▸ **Required work**
Rewrite the rows below as a numbered list, leaving out any blank lines and omitting the pictures.
⁂
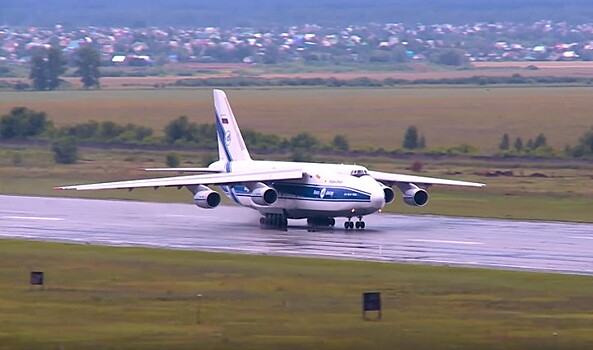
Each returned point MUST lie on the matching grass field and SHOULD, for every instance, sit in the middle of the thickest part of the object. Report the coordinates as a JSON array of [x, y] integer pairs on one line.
[[127, 298], [564, 194], [447, 116]]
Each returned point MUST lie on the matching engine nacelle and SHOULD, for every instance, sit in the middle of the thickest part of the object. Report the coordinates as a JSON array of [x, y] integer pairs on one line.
[[206, 198], [415, 196], [389, 194], [264, 195]]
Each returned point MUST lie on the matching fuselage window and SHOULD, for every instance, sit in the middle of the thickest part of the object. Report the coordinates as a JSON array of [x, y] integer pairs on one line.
[[359, 172]]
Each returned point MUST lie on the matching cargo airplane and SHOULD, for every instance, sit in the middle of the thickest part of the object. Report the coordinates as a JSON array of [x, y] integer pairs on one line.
[[280, 191]]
⁂
▸ **Solution to this problem**
1. Each returned point MUST lie on the matching grass field and SHOULD, for every instance, sit in the middle of the thickest part of the object. Report the coordinates as a JSON array of [x, y] integer pairs on one line.
2. [[127, 298], [564, 194], [447, 116]]
3. Each returned point MUST lie on the matching engine nacelle and SHOULD, for every instance, sit in the middle of the thickest part of the object. Report the coordinates as a JSON array of [x, y] integer pairs on one line.
4. [[206, 198], [415, 196], [389, 194], [264, 195]]
5. Each returned point MUST lie on the matching fuselage window and SHOULD, for every instance, sit in the middle of the thickest part of the object. Report the coordinates as a JSON array of [x, y] integer pairs on one line.
6. [[359, 172]]
7. Each returned point MUST lie on the matching cargo airplane and SHOULD, for every instance, sit in the middle of the thickest part of the object. Report the coordinates as a JSON array of [x, y] integer pairs on one line.
8. [[280, 191]]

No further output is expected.